#### [Texto seleccionado]
# # # # # # #

Pero no se asusten. No pienso coger un capote y ponerme delante de un burel, aunque sea una chota, aunque eso sería tal vez lo más sencillo. ¡Pero a mi edad! Sin embargo, vaya analizar toda la faena, con Vds. como cuadrilla. Y he pensado que, visto el desarrollo de las últimas temporadas, no podría hacer otra cosa mejor que un análisis de las dos horas que pasamos juntos en una Plaza en esas corridas tediosas, aburridísimas, a que nos tienen acostumbrados la actual y larga lista de matadores. Y hoy, para empezar, vaya erigirme nada menos que en cabeza de cartel, o sea, en director de lidia.

# # # # # # #

#### [Fragmentos del listado]
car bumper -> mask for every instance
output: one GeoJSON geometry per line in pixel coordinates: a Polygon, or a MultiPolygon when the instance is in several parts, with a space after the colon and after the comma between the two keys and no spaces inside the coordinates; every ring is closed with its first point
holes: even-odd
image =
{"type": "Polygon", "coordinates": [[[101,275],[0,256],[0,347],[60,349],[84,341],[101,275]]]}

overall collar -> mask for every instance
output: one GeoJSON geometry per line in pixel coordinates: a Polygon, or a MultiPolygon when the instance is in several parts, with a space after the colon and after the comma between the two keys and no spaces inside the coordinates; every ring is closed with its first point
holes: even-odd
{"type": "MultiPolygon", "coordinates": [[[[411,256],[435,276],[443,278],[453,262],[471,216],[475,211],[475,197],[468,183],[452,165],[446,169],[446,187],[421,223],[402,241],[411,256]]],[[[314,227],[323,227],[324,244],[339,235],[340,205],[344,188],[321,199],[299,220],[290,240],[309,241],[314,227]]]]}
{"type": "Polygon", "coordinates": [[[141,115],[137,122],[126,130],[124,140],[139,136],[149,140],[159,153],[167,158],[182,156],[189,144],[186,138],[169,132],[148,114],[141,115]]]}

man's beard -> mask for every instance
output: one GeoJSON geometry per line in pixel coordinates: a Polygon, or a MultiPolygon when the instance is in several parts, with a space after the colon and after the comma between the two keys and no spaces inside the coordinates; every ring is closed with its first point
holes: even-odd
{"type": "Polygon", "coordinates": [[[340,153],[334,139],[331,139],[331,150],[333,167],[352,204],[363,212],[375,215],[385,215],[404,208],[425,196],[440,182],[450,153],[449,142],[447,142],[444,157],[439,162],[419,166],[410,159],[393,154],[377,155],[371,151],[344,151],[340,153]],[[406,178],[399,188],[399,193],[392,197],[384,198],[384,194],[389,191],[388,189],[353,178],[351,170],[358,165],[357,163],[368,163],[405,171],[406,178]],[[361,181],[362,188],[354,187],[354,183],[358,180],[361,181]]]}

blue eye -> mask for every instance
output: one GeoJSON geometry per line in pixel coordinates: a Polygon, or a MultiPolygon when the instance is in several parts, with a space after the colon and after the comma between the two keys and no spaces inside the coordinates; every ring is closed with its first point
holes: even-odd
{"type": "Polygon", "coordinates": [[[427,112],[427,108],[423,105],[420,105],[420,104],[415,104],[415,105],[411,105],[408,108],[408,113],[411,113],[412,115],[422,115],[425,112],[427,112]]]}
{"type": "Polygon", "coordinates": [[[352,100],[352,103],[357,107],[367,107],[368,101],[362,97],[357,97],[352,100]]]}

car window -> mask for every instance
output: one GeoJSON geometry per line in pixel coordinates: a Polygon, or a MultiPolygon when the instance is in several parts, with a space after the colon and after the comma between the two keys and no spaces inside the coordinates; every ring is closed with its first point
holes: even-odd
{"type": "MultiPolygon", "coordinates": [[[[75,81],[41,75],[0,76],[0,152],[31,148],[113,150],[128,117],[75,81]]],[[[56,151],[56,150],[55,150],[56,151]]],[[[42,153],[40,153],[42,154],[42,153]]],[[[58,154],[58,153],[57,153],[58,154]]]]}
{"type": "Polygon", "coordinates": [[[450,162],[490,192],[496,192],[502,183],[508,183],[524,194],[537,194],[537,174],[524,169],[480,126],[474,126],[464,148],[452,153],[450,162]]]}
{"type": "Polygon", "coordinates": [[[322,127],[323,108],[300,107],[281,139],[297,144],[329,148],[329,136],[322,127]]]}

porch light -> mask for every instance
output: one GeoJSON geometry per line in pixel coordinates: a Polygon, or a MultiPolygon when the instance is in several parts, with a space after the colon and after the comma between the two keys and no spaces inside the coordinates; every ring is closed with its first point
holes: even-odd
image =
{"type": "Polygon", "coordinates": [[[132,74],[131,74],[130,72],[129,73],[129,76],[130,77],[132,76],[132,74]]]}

# # # # # # #

#### [Enunciado]
Según el texto seleccionado, ¿cuánto tiempo se pasa junto en una Plaza durante esas corridas? El listado no guarda ninguna relación con el texto seleccionado.

#### [Respuesta correcta]
Dos horas.